▸ Document segment:
BEGIN
1 Introduction

Many datasets use different identifies to refer to the same real life entities, or may contain duplicates themselves. Automated methods for identifying and linking duplicate entities, also known as entity matching, in the knowledge graphs are necessary. A considerable difficulty with entity matching is that the total number of possible entity pairs is much larger than the number of actual (duplicate) entity pairs, also known as the problem of skewness [1, 10]. This extreme skewness can cause false positive results to overwhelm the true positives, even for highly accurate classifiers. This has caused many other works to use ranking techniques, and their associated metrics, to sort the possible entity pairs with some similarity measure, where duplicate entity pairs are expected to appear on top of the ranking [4, 8, 9, 11]. Other works, such as Saeedi et al. [7], perform blocking in the first stages to reduce the number of pairs that are evaluated. Furthermore, Raad et al. [5] start with a set of sameAs relations, and use a community detection algorithm to associate an error degree for each sameAs relation. They show that when only taking sameAs relations with an error degree \(\le 0.4\), they achieve 100% accuracy within their random sample.
END
▸ Given request 1: In the introduction, what is meant by the problem of skewness in entity matching?
▸ Given request 2: For each statement, say whether it agrees with the introduction. (a) Saeedi et al. use blocking early on to cut down the number of pairs evaluated. (b) Raad et al. begin with a community detection algorithm and use it to generate sameAs relations. (c) Extreme skewness is a concern only for classifiers with low accuracy.

▸ Available data:
BEGIN
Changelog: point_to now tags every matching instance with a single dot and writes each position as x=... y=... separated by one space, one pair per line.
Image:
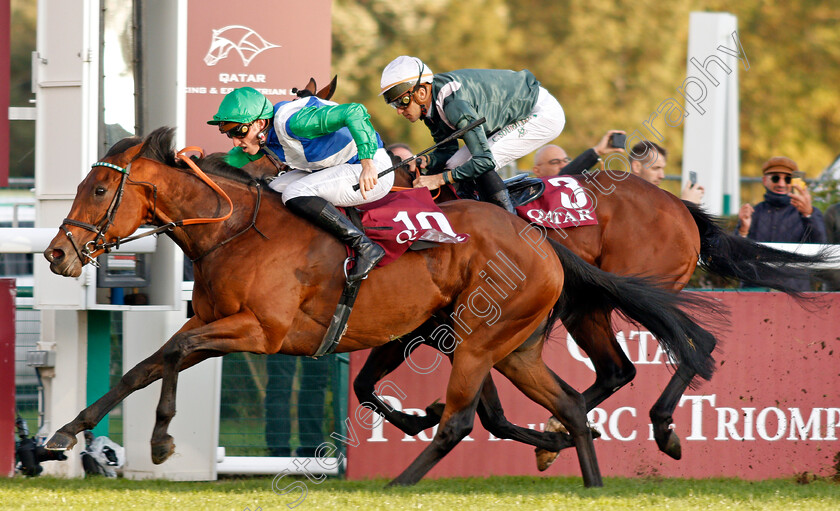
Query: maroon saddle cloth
END
▸ Worked answer 1: The total number of possible entity pairs is much larger than the number of actual (duplicate) entity pairs.

▸ Worked answer 2:
(a) Yes: "perform blocking in the first stages to reduce the number of pairs that are evaluated"
(b) No: "start with a set of sameAs relations, and use a community detection algorithm to associate an error degree for each sameAs relation"
(c) No: "This extreme skewness can cause false positive results to overwhelm the true positives, even for highly accurate classifiers"